START Information given
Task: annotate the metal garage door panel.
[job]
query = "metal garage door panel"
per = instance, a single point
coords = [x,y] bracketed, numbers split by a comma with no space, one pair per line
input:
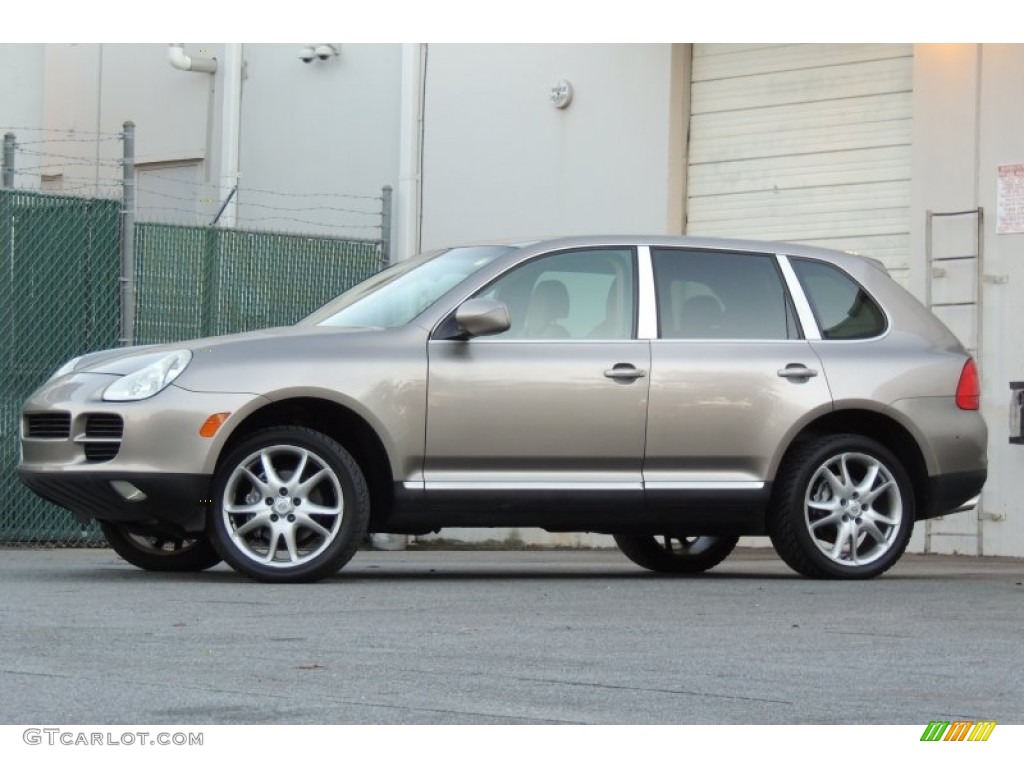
[730,60]
[807,143]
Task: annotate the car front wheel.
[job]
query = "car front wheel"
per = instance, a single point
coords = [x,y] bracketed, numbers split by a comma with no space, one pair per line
[158,551]
[668,554]
[843,508]
[290,505]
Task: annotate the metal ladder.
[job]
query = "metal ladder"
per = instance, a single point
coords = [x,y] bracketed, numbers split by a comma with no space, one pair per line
[960,265]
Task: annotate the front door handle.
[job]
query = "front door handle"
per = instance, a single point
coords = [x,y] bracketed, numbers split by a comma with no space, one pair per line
[797,371]
[625,372]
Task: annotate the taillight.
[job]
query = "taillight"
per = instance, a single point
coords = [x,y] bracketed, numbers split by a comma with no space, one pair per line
[969,388]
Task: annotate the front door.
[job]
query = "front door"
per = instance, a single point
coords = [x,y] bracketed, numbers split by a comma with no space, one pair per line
[543,424]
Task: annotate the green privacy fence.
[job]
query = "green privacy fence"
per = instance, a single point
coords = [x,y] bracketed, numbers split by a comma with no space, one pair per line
[59,297]
[195,282]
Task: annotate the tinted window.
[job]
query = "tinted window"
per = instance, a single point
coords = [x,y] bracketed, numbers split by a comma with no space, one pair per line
[721,295]
[572,295]
[842,307]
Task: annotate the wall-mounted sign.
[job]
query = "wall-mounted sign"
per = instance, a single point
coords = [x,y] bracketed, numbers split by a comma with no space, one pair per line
[1010,200]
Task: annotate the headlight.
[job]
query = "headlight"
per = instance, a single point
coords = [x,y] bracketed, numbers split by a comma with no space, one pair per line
[150,380]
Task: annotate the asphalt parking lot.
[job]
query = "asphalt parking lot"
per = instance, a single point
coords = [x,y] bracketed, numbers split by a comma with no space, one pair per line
[509,637]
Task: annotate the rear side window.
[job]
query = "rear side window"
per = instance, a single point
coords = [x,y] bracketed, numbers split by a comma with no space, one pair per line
[721,295]
[842,307]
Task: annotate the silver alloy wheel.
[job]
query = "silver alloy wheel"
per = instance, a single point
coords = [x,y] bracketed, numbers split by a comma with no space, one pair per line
[853,509]
[283,506]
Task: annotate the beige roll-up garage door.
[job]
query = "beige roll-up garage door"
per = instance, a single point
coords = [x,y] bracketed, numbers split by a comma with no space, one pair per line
[803,142]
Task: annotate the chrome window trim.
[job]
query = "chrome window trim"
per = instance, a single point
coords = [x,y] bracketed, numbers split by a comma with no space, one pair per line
[803,306]
[646,298]
[700,485]
[525,485]
[584,485]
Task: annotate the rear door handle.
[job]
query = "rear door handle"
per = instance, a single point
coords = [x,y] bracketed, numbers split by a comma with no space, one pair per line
[625,372]
[797,371]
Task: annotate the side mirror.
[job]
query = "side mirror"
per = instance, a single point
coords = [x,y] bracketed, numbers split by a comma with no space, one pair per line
[482,317]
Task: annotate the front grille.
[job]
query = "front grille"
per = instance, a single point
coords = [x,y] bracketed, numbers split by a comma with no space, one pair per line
[100,452]
[103,425]
[55,424]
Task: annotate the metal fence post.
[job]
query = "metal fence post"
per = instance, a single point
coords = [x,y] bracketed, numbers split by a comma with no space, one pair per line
[386,226]
[128,239]
[8,161]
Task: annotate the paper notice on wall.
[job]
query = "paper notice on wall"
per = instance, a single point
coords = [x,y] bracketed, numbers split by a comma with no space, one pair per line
[1010,200]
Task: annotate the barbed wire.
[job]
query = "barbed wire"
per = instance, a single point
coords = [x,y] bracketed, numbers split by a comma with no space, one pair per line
[247,205]
[143,214]
[248,189]
[93,161]
[19,143]
[312,223]
[108,135]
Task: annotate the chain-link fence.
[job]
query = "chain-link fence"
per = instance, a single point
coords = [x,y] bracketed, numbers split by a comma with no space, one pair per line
[60,297]
[237,280]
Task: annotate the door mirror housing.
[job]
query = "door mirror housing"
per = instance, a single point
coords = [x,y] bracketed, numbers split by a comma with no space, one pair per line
[482,317]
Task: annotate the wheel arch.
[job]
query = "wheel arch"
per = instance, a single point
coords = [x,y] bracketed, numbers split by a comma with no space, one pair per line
[338,422]
[878,426]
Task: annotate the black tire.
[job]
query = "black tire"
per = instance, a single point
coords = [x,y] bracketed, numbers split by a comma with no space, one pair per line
[155,551]
[666,554]
[843,508]
[290,505]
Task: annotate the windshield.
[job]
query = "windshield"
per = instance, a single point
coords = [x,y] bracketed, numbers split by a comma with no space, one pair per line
[398,294]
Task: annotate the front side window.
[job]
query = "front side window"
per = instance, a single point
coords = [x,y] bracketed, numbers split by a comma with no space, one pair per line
[395,296]
[721,295]
[587,294]
[842,307]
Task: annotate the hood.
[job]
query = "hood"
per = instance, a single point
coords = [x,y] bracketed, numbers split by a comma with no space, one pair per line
[124,360]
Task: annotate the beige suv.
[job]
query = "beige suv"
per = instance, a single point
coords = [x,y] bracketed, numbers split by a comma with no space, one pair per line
[676,393]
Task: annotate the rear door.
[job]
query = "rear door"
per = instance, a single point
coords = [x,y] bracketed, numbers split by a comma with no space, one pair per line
[732,378]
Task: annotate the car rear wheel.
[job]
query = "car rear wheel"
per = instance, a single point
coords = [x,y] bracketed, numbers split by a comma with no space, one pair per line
[843,508]
[158,551]
[668,554]
[290,505]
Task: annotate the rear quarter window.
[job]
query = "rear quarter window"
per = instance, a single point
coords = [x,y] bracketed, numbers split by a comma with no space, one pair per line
[842,308]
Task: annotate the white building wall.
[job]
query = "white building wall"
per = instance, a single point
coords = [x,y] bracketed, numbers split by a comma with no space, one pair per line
[500,161]
[22,104]
[93,88]
[318,140]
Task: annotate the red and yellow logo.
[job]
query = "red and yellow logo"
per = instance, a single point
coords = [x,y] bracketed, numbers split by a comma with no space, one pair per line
[958,730]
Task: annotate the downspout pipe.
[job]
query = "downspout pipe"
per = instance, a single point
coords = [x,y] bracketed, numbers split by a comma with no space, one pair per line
[179,60]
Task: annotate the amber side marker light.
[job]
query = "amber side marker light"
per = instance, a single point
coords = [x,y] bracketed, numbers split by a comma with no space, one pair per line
[211,425]
[969,388]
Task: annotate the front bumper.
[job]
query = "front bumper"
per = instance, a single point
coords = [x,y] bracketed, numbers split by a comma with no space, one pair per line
[170,502]
[155,469]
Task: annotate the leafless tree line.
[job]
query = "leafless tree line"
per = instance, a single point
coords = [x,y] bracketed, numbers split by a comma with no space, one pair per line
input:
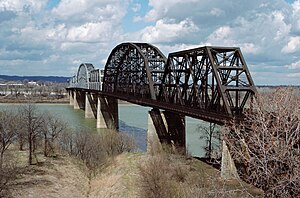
[266,145]
[42,133]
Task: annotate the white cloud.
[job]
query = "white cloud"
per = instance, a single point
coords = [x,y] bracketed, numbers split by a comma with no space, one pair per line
[161,8]
[91,32]
[168,31]
[87,10]
[217,12]
[295,65]
[136,7]
[293,75]
[292,46]
[22,5]
[220,34]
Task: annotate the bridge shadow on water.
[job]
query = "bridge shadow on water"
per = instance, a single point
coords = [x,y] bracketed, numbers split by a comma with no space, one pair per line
END Information given
▶ **Problem requirements**: Before copying the data, remove the pictures. Then repeat the rest exactly.

▶ **Answer area**:
Task: annotate the metal garage door panel.
[job]
query = "metal garage door panel"
per = instance, a single point
coords = [x,y] bracketed, numbers split by a comma with no space, one pair per line
input:
[730,60]
[807,143]
Task: annotate the car front wheel.
[job]
query = "car front wheel"
per = instance, a single point
coords = [x,y] bracketed, numbers split by a comma with no space, one pair per line
[158,551]
[668,554]
[843,508]
[290,505]
Task: annotate the metal ladder.
[job]
query = "metal ladder"
per = instance, a single point
coords = [x,y] bracketed, numbers split by a comma with no space, one pair per line
[960,265]
Task: annotate the front door handle.
[job]
query = "front door handle"
per = instance, a single point
coords = [x,y] bracketed, numbers split by a comma with no space, one pair per line
[797,371]
[625,372]
Task: annotate the taillight.
[job]
query = "taillight"
per = instance, a single point
coords = [x,y] bracketed, numbers split by a comma with no space, one pair per line
[969,388]
Task: annotate the front door.
[job]
query = "front door"
per = instance, a single point
coords = [x,y] bracketed, numbers split by a comma with no space, one pair per line
[543,424]
Task: annotate the green privacy fence.
[job]
query = "green privacy fence"
per = instance, a single point
coords = [x,y] bracketed, numbers split by a comma with no space, one pair per line
[59,297]
[195,282]
Task: annotate the tinted window.
[job]
query = "tinted window"
per = instance, a single point
coords = [x,y] bracketed, numbers split by a comma with no space, one pair per line
[721,295]
[572,295]
[842,307]
Task: annotate the wall-mounted sign.
[job]
query = "wall-mounted sign"
per = instance, a single point
coords = [x,y] bracketed, numbers split by a comma with no space, one pair per line
[1010,200]
Task: annotate the headlight.
[job]
query = "headlight"
per = instance, a single point
coords = [x,y] bracketed, numbers split by a comma with no space, one pair per line
[150,380]
Task: annotate the asphalt parking lot.
[job]
query = "asphalt parking lot"
per = instance, a single point
coords = [x,y] bracketed, numbers split by a comma with no space, one pair per line
[509,637]
Task: annotate the rear side window.
[job]
query = "rear side window"
per = instance, a single point
coords = [x,y] bracketed, numbers split by a comma with no space, one pair per line
[721,295]
[842,307]
Task: annotate the silver alloy wheel.
[job]
query = "silver alloy wheel"
per = instance, a single point
coords = [x,y] bracketed, numbers split by a comma with no space, one pair per line
[853,509]
[283,506]
Task: annotate the beige roll-up garage door.
[job]
query = "beige roll-up garage door"
per = instance, a single point
coords = [x,y] bracketed, numbers split by a comma with no space, one pair per line
[803,142]
Task: annotate the chrome window trim.
[job]
query = "chrome window trim"
per = instance, a single point
coords = [x,y] bracketed, numbers split by a comma with no space, one pair per line
[803,306]
[646,298]
[700,485]
[525,485]
[584,485]
Task: annotate the rear door handle.
[job]
query = "rear door handle"
per = instance, a single point
coords = [x,y] bracketed, numbers split by a comma with no space, one pair per line
[625,372]
[797,371]
Task: annotate the side mirror.
[job]
query = "side mirror"
per = instance, a single point
coords = [x,y] bracketed, numbers split by a comma with no space, one pair per line
[482,317]
Task: annotate the front grille.
[job]
query = "front grille"
per = instance, a single point
coords = [x,y] bracketed, numbers split by a comma with no space, one pair per line
[100,452]
[103,425]
[55,424]
Task: annotate the metal fence post.
[job]
query = "metal fence post"
per = instance, a single point
coords = [x,y] bracketed, numbers split by a comma with no space, one pair per line
[386,226]
[128,239]
[8,161]
Task: annotate the paper notice on wall.
[job]
query = "paper notice on wall"
per = instance, a single point
coords = [x,y] bracketed, numbers split by a comma with no space, one pair per line
[1010,200]
Task: annotate the barbed wire.
[job]
query = "barbed wire"
per = instance, a single point
coords = [x,y] bracketed, numbers split by a comma with no space, one pair per line
[247,205]
[143,214]
[248,189]
[93,161]
[19,143]
[312,223]
[108,135]
Task: annotate the chain-link fence.
[job]
query = "chain-link fence"
per = instance, a single point
coords = [x,y] bracketed, numbers split by a comma with no space, one pair per line
[60,297]
[237,280]
Task: annotate the door mirror housing.
[job]
query = "door mirror housing"
per = instance, a single point
coords = [x,y] bracketed, numbers split by a comma with no space, one pair per line
[482,317]
Task: annotate the wheel arch.
[job]
query = "wheel arch"
per = instance, a single point
coords = [x,y] bracketed, numbers split by a comma with no space, one pair per line
[338,422]
[878,426]
Task: annotate the black tire.
[job]
query = "black tire"
per = instance, a single point
coords = [x,y] bracketed, numbers split by a comma with no space, one pair per line
[155,551]
[666,554]
[843,508]
[290,505]
Task: annotate the windshield.
[job]
query = "windshield"
per = instance, a single point
coords = [x,y] bracketed, numbers split by a comma with no space, one pair per line
[398,294]
Task: annotate the front side window.
[job]
query = "front side window"
per = instance, a single point
coords = [x,y] bracketed, numbers split by a comma with no space, one pair per line
[395,296]
[721,295]
[587,294]
[842,307]
Task: annotate the hood.
[job]
query = "hood"
per = instance, a single point
coords = [x,y] bracketed, numbers split by a comma with no space, one pair per line
[124,360]
Task: annotate the beige suv.
[job]
query = "beige suv"
per = instance, a single point
coords = [x,y] bracketed, numbers split by a comma with no space, one pair per line
[676,393]
Task: annotate the rear door.
[job]
query = "rear door"
per = instance, a single point
coords = [x,y] bracketed, numbers split by a comma with no space, one pair per line
[732,378]
Task: annotate the car rear wheel.
[job]
query = "car rear wheel"
per = instance, a single point
coords = [x,y] bracketed, numbers split by a comma with no space, one pair per line
[843,508]
[158,551]
[668,554]
[290,505]
Task: annotate the rear quarter window.
[job]
query = "rear quarter window"
per = instance, a single point
coords = [x,y] bracketed, numbers split by a comma with no space, one pair per line
[842,308]
Task: annotate the white building wall.
[job]
query = "white building wall"
per = instance, a single point
coords = [x,y] bracketed, numbers split by a comma with no space, one pair per line
[500,161]
[22,104]
[93,88]
[318,140]
Task: annotate the red and yellow logo.
[job]
query = "red and yellow logo"
per = instance, a single point
coords = [x,y] bracketed, numbers split by a comma with no space, one pair per line
[958,730]
Task: annotate the downspout pipe.
[job]
query = "downspout pipe"
per = instance, a single point
coords = [x,y] bracketed, numbers split by a comma with no space, one pair per line
[179,60]
Task: annotate the amber side marker light.
[job]
query = "amber side marker light"
per = instance, a single point
coords = [x,y] bracketed, numbers split by a comma with no space, one pair per line
[211,425]
[969,388]
Task: annotate the front bumper.
[job]
query = "front bumper"
per = instance, a single point
coords = [x,y] bracketed, numbers split by a comma with no space, one pair per line
[170,502]
[155,469]
Task: annotate the leafless tree line.
[job]
query = "leafless tree line"
per = instance, a single point
coords = [x,y] bracketed, numbers split by a comma with no space, one pair per line
input:
[266,145]
[42,133]
Task: annotate the white cloud.
[job]
query = "white cloud"
per = instance, a single point
coords = [x,y] bracketed, numbers split by a comma with no space, one pair per line
[161,8]
[91,32]
[168,31]
[87,10]
[217,12]
[295,65]
[136,7]
[293,75]
[292,46]
[22,5]
[220,34]
Task: annotate the bridge shadow on water.
[job]
query = "bridge shadow on water"
per = instance, a single point
coords = [x,y] bracketed, numbers split by a comma with no space, one pair per line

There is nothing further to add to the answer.